● Short problem:
Format the lines below as a JSON list of strings, one string per line, with blank lines skipped and the pictures left out.

┌─ The data

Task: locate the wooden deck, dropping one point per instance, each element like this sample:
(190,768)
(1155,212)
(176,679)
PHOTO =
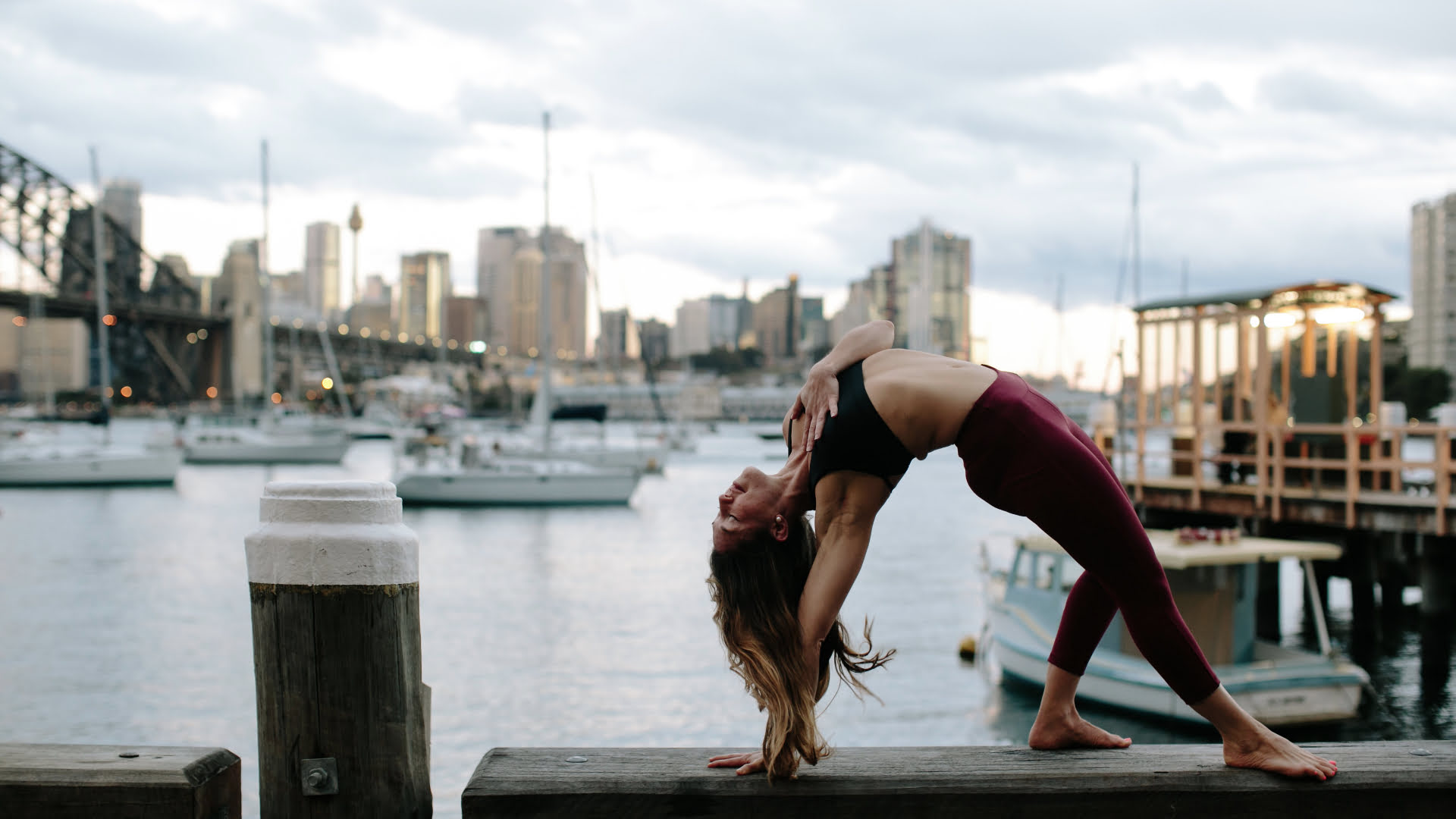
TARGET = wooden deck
(1378,779)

└─

● Result of this exercise:
[
  "Task: locate the wooden deck, dropping one point per instance, each element like this sample:",
  "(190,768)",
  "(1155,212)",
  "(176,679)",
  "PHOTO =",
  "TARGET = wooden deck",
  "(1378,779)"
]